Énoncé A: Recopiez fidèlement les entrées ci-dessous, en commençant à la ligne qui contient « In the photo above, each instance of the brick » et en continuant jusqu'à la dernière entrée incluse. Omettez les images dans votre réponse.

────────────────

Quand je constate à quel point le télétravail permet de mieux travailler, plus sereinement, avec plus d’envie et moins de fatigue, je ne peux que souhaiter aux entreprises dont l’activité est compatible, de rejoindre le mouvement. 

Satisfait de l’efficacité du télétravail au sein du groupe, Twitter a annoncé récemment que les salariés qui le souhaitent pourraient prolonger le télétravail indéfiniment. Peut-on s'attendre à une nouvelle lutte des classes entre les salariés astreints à une présence physique et les autres ?

Edouard Husson : Au risque de dire une évidence, le télétravail est fondé sur un usage intensif des technologies de l’information digitale. Cela privilégie donc ceux qui possèdent un ordinateur et ont les capacités à s’en servir. Nos gouvernants et nos dirigeants d’entreprise ne prêtent aucune attention à la fracture digitale. Twitter est une entreprise de l’ère digitale et qui ne vit que de la généralisation du monde virtuel. Il est donc normal que ce soit un lieu où l’on s’enthousiasme pour le télétravail. Cependant même dans une entreprise comme Twitter se pose la question de la création d’un esprit d’entreprise. Ce qui continue à faire le succès de Google, comme entreprise, c’est la qualité de ses sites, rebaptisés campus. Il y a forcément un moment où l’interaction en présentiel, la rencontre, reprennent le dessus. Ne sous-estimons pas le besoin naturel de sociabilité. Une entreprise sans sociabilité serait une entreprise incapable de dynamisme et de croissance.

────────────────

Énoncé B: D'après l'extrait fourni, qu'est-ce qui continue à faire le succès de Google comme entreprise ?

Extrait des données:

────────────────

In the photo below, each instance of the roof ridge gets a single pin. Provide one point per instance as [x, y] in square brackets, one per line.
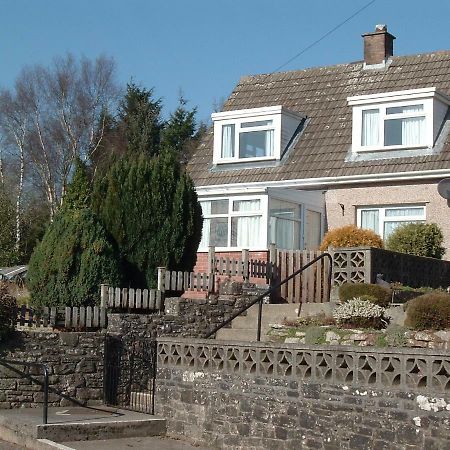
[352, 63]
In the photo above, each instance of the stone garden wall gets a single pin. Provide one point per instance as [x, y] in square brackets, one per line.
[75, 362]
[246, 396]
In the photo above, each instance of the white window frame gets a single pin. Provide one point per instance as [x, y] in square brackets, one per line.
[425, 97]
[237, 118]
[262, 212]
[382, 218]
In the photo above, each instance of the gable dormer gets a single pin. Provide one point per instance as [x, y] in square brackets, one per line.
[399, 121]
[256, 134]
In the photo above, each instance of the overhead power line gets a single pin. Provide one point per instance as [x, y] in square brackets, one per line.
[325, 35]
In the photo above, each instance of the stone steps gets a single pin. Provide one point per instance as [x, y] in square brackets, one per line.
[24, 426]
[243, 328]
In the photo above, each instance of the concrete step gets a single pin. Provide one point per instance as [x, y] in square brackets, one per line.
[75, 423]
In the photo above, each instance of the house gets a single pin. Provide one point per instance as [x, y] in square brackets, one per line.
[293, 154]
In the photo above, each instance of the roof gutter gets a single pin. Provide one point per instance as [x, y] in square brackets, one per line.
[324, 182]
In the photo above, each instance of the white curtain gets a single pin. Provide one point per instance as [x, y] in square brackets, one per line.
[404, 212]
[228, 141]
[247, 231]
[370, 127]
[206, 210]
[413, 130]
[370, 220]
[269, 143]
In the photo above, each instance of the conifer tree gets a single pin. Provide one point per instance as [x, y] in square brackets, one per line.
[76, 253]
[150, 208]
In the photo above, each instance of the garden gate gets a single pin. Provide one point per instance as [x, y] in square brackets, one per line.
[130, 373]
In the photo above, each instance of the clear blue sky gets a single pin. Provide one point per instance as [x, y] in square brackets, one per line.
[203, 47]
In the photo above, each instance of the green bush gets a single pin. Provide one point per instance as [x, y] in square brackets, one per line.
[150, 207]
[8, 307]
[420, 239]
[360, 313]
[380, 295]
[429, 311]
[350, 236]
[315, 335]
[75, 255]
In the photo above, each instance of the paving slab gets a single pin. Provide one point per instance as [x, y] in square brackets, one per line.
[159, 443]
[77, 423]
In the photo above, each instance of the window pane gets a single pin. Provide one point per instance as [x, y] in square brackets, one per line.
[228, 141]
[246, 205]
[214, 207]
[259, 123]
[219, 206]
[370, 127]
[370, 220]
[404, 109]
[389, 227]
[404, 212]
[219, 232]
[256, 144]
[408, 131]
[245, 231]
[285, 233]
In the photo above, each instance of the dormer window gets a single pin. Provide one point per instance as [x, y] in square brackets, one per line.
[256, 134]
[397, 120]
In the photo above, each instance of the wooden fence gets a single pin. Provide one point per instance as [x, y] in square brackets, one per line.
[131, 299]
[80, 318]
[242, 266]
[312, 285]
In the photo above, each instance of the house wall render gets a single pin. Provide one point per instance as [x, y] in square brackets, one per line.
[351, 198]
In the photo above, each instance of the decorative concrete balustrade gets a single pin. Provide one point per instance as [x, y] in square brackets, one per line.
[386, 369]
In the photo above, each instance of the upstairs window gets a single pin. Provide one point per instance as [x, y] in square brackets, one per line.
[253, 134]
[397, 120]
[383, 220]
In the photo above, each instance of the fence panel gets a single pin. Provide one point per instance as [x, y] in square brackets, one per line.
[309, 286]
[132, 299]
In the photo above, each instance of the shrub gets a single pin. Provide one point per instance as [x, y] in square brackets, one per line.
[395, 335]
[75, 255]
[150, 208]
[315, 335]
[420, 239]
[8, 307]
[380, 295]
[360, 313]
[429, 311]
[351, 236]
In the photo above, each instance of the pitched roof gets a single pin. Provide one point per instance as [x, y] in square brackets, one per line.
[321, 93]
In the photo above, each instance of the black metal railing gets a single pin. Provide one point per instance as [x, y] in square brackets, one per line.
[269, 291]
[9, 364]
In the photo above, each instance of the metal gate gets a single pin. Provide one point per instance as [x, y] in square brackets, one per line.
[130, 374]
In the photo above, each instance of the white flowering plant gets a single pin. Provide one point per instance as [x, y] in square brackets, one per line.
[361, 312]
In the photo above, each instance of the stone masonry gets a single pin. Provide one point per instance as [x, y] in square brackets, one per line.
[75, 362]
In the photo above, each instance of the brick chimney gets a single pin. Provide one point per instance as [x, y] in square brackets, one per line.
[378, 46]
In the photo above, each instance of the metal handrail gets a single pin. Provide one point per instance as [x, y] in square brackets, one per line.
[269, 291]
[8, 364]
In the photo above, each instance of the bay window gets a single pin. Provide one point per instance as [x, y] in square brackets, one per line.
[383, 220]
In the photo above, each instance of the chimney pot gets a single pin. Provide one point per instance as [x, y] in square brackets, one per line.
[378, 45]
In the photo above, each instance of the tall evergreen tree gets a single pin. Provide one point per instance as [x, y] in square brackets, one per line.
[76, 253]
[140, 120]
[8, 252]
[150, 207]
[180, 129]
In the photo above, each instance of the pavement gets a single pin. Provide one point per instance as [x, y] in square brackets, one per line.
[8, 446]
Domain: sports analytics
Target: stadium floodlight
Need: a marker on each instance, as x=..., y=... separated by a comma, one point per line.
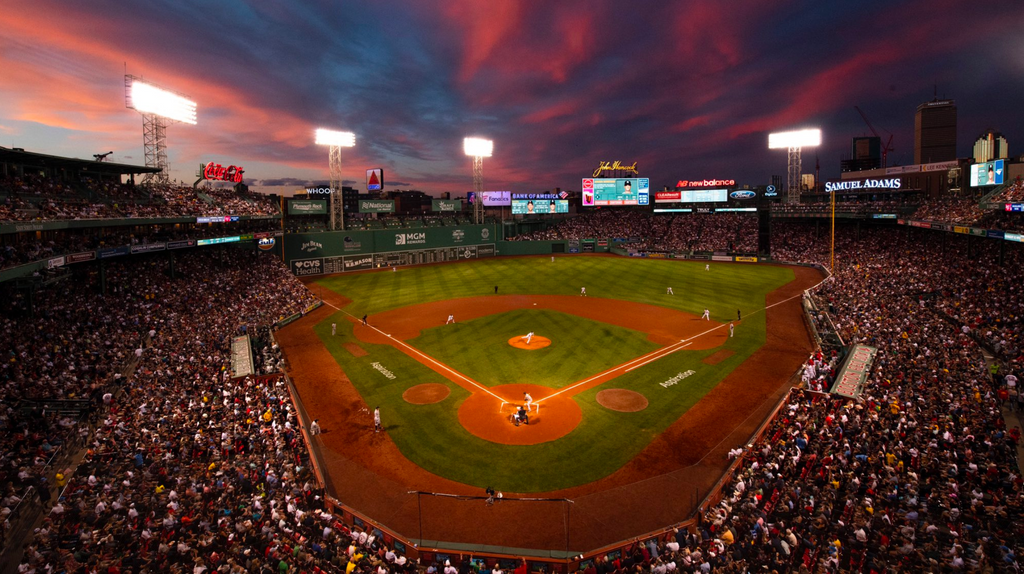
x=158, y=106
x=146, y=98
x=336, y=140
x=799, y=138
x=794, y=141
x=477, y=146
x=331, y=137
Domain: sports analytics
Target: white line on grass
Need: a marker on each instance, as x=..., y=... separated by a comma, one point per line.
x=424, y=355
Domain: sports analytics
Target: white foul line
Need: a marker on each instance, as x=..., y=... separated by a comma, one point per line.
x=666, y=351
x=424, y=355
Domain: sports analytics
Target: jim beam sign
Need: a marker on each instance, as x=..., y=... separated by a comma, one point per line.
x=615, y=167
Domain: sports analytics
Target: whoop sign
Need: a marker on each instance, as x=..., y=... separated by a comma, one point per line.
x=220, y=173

────────────────

Réponse A:
In the photo above, each instance of the brick chimney gets a single pin. Provide one point per instance as [x, y] in square brackets, one per line.
[378, 46]
In the photo above, each instance of the metal handrail gets a single pin. Provide one point per instance as [x, y] in square brackets, one per line.
[269, 291]
[8, 364]
In the photo above, each instance of the bay window gets a single pin. Provide one point per instance as [x, y] in square brackets, one per line.
[383, 220]
In the photo above, each instance of the chimney pot gets a single pin. Provide one point per instance as [x, y] in square brackets, one per line.
[378, 45]
In the photo above, each instance of the tall evergreen tree gets a single pin. Provide one point per instance as [x, y] in square brackets, one per line.
[76, 253]
[140, 120]
[8, 252]
[150, 207]
[180, 129]
In the photo above, each instance of the pavement gets a single pin. Provide one point per instance as [x, y] in square brackets, one per line.
[8, 446]
Domain: sports analytics
Target: stadium floodlight
Need: a marker on each instance, as x=..., y=... separated by a comma, one point per line.
x=158, y=106
x=146, y=98
x=336, y=140
x=799, y=138
x=794, y=141
x=477, y=146
x=331, y=137
Domain: sports analytics
Target: white line on grass
Need: a marker on each instance, as x=..., y=... separated by a comma, one point per line.
x=424, y=355
Domain: sports analytics
Target: white foul line
Need: a marker on each instance, as x=..., y=... separated by a comma, one point per line.
x=666, y=351
x=424, y=355
Domain: sports analytics
Target: jim beam sign
Need: a marker on each instance, as x=..., y=... separated by a comma, one point per line.
x=615, y=167
Domain: sports analytics
Target: whoop sign
Need: a marker on each instance, as x=..., y=... separated by a comma, one point per line.
x=220, y=173

Réponse B: La qualité de ses sites, rebaptisés campus.